L’armée américaine a cherché à minimiser les protestations en affirmant que seulement 14.000 personnes avaient défilé, mais l’Agence France-Presse a rapporté que des centaines de milliers de personnes y ont participé. La police Irakienne et les organisateurs du rassemblement ont dit que plus d’un million de personnes s’y étaient jointes.
Les manifestants ont défilé sur une longueur d’un kilomètre, se dirigeant de Sadr City vers Firdos Square au centre de Bagdad en brandissant des drapeaux libanais, du Hezbollah et Irakiens et en portant de grandes pancartes à l’effigie de George Bush, de Tony Blair, d’Ehoud Olmert et de Saddam Hussein. Les manifestants ont piétiné des drapeaux israéliens et américains qui avaient été peints à même le sol avec les mots « ce sont des terroristes ». Dans la foule, principalement des jeunes, de nombreuses personnes portaient des linceuls blancs pour manifester leur volonté de combattre et de mourir au Liban.
La semaine passée, un nombre d’influents dirigeants libanais, y compris le premier ministre Nuri Kamal al-Malaki, le vice-président Adel Abdul-Mahdi et le président Jalal Talabani ont fait des commentaires critiques à l’encontre des actes d’Israël au Liban. Dans un discours prononcé à l’occasion de l’anniversaire de l’assassinat d’un imam chiite, Abdul-Mahdi a condamné les « massacres horribles perpétrés par l’agression israélienne ».
● ● ● ● ● ● ●
Exercices à réaliser:
a) D'après le texte sur la manifestation de Bagdad, vers quel lieu les manifestants se dirigeaient-ils en partant de Sadr City ?
b) Résumez en deux phrases le texte sur la manifestation de Bagdad.
c) Rédigez la suite du texte sur la manifestation de Bagdad, à partir de sa dernière phrase.
Le matériel ci-après est sans rapport avec le texte sur la manifestation de Bagdad.

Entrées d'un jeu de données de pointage
● ● ● ● ● ● ●
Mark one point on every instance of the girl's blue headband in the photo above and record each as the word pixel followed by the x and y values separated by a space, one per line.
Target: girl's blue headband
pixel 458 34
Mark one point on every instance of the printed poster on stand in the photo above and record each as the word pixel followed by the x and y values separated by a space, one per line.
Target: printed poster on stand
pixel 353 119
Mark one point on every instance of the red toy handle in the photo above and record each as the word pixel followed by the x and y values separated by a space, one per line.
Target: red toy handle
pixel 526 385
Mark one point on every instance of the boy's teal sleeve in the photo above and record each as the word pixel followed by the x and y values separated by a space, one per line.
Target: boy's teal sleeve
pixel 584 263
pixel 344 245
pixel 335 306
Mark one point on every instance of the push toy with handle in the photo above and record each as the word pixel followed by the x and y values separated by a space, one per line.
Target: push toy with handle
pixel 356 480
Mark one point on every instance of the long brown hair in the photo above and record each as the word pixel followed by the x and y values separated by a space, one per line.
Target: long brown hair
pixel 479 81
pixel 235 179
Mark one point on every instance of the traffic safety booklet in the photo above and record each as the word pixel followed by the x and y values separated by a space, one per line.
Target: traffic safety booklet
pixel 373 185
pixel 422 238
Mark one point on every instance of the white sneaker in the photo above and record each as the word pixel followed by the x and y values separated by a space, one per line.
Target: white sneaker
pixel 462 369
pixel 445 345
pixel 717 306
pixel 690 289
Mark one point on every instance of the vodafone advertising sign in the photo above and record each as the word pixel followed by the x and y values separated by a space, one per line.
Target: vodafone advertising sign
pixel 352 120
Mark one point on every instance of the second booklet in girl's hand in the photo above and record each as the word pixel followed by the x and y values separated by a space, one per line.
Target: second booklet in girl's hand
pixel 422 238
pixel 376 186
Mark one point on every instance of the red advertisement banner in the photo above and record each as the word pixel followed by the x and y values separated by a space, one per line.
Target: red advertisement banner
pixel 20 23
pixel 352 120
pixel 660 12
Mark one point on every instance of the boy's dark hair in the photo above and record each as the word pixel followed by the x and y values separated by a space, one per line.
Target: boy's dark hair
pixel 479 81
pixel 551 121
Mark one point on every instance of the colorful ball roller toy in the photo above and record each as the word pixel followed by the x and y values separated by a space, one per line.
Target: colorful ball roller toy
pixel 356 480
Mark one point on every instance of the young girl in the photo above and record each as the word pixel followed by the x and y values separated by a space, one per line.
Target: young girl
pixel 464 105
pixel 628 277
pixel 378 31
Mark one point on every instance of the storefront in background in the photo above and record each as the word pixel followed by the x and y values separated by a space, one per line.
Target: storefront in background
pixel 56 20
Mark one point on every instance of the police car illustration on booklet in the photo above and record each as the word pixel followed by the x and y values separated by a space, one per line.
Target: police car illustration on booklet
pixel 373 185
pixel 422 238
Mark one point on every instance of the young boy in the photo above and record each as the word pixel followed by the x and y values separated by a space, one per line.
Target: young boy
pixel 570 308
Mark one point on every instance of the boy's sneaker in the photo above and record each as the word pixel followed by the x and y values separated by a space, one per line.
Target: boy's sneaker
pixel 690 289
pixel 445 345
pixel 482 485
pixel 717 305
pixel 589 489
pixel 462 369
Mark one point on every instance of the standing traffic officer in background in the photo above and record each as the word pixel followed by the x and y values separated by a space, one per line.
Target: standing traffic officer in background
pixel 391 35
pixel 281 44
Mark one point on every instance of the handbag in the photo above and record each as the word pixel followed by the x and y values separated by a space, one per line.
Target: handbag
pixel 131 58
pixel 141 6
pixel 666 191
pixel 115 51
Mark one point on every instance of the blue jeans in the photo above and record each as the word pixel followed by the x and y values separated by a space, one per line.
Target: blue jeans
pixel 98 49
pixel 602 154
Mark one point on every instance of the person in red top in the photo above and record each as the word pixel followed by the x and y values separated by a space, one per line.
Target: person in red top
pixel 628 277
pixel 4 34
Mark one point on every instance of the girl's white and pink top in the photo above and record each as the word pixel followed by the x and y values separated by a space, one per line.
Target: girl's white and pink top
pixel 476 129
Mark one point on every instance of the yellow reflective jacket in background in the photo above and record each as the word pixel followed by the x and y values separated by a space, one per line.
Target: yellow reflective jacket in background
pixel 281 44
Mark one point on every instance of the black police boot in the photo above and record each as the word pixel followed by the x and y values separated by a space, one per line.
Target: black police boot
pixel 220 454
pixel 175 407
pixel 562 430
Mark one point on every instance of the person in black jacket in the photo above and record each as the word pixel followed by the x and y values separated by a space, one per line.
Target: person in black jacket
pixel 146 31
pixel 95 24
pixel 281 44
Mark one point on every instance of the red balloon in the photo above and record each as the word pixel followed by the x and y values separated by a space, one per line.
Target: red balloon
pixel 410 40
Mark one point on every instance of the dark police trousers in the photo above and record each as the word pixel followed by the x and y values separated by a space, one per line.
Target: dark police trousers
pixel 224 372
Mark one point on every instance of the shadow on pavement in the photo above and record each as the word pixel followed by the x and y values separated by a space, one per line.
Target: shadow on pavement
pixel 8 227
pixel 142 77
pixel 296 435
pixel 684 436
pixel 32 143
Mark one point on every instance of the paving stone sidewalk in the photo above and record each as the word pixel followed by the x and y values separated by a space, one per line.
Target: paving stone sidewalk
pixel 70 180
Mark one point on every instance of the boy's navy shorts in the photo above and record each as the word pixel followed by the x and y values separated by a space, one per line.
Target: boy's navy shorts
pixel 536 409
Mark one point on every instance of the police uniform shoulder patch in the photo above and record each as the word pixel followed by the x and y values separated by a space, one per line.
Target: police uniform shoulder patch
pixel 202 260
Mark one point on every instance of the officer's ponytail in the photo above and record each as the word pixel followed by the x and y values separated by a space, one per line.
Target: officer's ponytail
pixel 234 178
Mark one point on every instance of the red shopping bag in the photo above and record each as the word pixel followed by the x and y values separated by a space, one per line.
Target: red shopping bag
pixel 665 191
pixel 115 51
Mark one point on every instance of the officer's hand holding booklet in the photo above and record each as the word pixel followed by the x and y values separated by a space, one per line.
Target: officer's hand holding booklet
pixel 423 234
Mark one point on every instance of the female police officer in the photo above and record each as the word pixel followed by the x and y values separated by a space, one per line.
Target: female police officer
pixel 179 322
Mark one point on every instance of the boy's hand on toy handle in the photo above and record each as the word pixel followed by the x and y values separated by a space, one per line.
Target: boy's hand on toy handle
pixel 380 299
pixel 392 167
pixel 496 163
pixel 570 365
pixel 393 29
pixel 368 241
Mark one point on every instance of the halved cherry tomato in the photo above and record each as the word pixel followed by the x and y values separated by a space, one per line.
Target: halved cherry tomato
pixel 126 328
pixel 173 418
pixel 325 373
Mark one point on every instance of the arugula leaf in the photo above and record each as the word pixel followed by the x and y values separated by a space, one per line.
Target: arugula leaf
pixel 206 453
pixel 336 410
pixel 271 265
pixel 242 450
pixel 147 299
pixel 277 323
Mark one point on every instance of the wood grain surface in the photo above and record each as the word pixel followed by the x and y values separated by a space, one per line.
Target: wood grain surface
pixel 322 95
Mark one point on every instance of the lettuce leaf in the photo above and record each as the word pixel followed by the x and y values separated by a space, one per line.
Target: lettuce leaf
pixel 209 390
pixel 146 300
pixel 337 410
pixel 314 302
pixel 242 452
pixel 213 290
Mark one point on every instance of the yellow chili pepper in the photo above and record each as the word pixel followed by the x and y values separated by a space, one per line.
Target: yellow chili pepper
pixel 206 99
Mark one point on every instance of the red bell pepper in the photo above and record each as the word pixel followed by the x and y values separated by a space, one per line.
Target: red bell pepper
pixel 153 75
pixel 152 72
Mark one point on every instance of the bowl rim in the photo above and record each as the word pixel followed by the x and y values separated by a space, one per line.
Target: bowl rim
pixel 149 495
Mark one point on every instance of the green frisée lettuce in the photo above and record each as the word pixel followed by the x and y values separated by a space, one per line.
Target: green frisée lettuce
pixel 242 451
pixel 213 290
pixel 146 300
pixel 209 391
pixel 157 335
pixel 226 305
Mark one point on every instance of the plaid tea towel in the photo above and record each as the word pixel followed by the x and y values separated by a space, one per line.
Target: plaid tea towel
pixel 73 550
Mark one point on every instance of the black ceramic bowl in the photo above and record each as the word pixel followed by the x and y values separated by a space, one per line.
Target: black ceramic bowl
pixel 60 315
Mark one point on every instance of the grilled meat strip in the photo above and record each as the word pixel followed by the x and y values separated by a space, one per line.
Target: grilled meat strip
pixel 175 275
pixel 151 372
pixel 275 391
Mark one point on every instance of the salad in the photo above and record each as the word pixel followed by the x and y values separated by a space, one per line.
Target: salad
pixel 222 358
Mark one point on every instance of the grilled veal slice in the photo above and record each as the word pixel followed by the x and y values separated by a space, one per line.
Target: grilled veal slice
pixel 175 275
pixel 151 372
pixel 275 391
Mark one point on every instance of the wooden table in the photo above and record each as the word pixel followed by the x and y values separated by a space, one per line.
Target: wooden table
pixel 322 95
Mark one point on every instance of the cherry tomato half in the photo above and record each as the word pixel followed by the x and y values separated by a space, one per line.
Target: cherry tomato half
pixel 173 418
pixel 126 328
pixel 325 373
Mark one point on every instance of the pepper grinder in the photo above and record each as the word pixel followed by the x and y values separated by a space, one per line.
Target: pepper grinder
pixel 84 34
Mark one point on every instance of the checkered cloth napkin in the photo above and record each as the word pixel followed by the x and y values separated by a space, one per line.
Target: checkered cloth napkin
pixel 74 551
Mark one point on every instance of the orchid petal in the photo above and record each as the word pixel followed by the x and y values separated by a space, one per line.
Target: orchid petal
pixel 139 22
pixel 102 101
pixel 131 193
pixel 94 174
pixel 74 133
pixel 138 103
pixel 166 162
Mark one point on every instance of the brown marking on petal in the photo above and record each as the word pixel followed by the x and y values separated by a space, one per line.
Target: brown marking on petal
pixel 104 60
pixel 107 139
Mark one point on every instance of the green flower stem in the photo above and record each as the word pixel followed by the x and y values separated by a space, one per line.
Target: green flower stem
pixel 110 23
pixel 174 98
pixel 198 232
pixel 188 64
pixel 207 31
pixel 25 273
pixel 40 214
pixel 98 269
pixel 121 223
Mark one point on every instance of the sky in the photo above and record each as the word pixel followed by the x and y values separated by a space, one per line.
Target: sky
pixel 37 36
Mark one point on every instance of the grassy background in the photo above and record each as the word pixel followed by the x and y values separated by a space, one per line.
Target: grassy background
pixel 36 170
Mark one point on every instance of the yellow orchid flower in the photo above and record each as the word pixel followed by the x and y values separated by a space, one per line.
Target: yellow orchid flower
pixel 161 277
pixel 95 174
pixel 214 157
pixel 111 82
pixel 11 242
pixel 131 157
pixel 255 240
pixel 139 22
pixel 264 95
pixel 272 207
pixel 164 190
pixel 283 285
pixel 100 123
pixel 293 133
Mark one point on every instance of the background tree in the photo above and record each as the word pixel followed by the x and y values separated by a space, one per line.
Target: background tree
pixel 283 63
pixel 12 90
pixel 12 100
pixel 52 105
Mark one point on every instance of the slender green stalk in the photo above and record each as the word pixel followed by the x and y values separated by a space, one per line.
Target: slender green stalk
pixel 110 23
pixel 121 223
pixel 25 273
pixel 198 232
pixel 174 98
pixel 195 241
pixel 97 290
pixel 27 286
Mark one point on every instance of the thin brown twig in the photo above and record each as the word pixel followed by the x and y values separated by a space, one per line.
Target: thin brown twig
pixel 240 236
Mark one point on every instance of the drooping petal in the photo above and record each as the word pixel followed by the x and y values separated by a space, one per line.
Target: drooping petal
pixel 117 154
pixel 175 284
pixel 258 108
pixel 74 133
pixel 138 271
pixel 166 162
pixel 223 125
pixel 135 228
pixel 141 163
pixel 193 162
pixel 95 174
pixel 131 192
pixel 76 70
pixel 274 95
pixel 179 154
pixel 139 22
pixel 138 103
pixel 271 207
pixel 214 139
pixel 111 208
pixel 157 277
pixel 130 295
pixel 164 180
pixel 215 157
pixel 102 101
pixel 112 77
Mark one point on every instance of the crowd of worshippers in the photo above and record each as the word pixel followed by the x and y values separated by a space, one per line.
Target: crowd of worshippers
● ● ● ● ● ● ●
Corrigés par exercice:
a) Vers Firdos Square, au centre de Bagdad.

b) Une manifestation partie de Sadr City vers Firdos Square, à Bagdad, a rassemblé 14 000 personnes selon l'armée américaine, des centaines de milliers selon l'Agence France-Presse et plus d'un million selon la police irakienne et les organisateurs. Les manifestants, principalement des jeunes, ont brandi des drapeaux libanais, du Hezbollah et irakiens et ont piétiné des drapeaux israéliens et américains peints à même le sol.

c)
Le rassemblement a provoqué une certaine inquiétude à Washington que les crimes d’Israël au Liban ont le potentiel de faire surgir un mouvement politique de masse contre l’occupation américaine en Irak. Deux jours après les manifestations, la secrétaire d’Etat américaine, Condoleezza Rice, a été questionnée lors de l’émission télévisée « Meet the Press » à savoir si l’Irak allait devenir un Etat théocratique selon le modèle de l’Iran.
Tout en exprimant sa préoccupation au sujet des protestations et de ses slogans, Rice a assuré le présentateur que le premier ministre irakien et le gouvernement restaient des valeurs « positionnées du bon côté de la guerre contre le terrorisme ». La plus importante crainte de l’administration Bush ne concerne pas les ministres qui ont collaboré depuis le début avec l’occupation américaine, mais la masse des gens ordinaires qui s’identifient facilement aux souffrances du peuple libanais.
Des responsables américains et britanniques ont de plus en plus intensément ciblé l’Armée du Mahdi d’Al-Sadr comme étant l’ennemi principal. Dans un compte-rendu divulgué à la presse la semaine dernière, William Patey, l’ambassadeur britannique en Irak qui va quitter son poste, a déclaré que « la priorité ira à ce que de tout soit mis en oeuvre pour empêcher que l’Armée du Jaish Al-Mahdi [d’Al-Sadr] ne devienne un Etat dans l’Etat, comme ce fut le cas du Hezbollah au Liban ».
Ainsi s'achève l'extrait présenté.